EXERCISE OBJECTIVE: Rewrite every line of the records below as a Markdown table with the columns Row and Entry, numbering each line in Row and skipping blank lines. Omit the pictures.

RAW RECORDS:
# # # #

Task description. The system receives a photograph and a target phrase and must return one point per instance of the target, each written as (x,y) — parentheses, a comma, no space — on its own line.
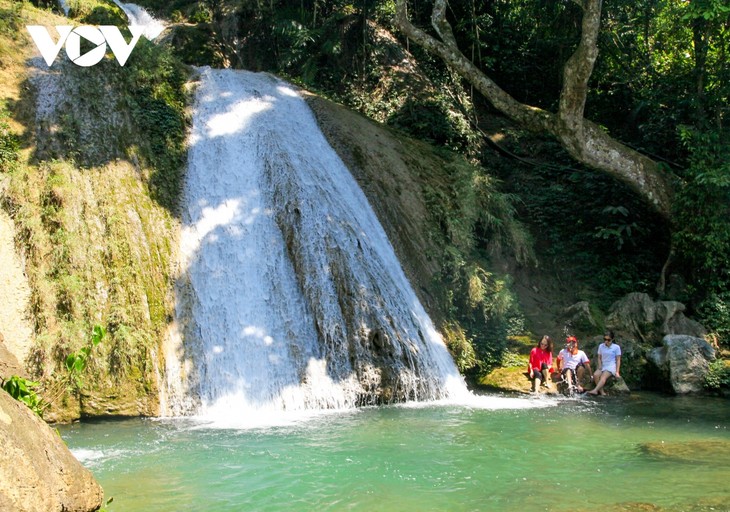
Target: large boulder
(37,471)
(683,362)
(638,316)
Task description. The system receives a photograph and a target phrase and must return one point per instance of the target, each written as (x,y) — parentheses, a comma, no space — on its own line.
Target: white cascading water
(292,297)
(139,16)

# # # #

EXERCISE RESULT:
| Row | Entry |
|---|---|
| 1 | Task description. The system receives a photograph and a target phrase and must return one point per instance of the target, each written as (x,y) — parentheses, a comma, no space — on its own line. |
| 2 | Target: large boulder |
| 3 | (37,471) |
| 4 | (683,362) |
| 5 | (638,316) |
| 6 | Task description. The system receives a photograph and a target phrase and must return one point per instance of the target, each written as (x,y) — parentheses, a comma, no space — on its own line. |
| 7 | Target: white cascading water |
| 8 | (292,297) |
| 9 | (139,16) |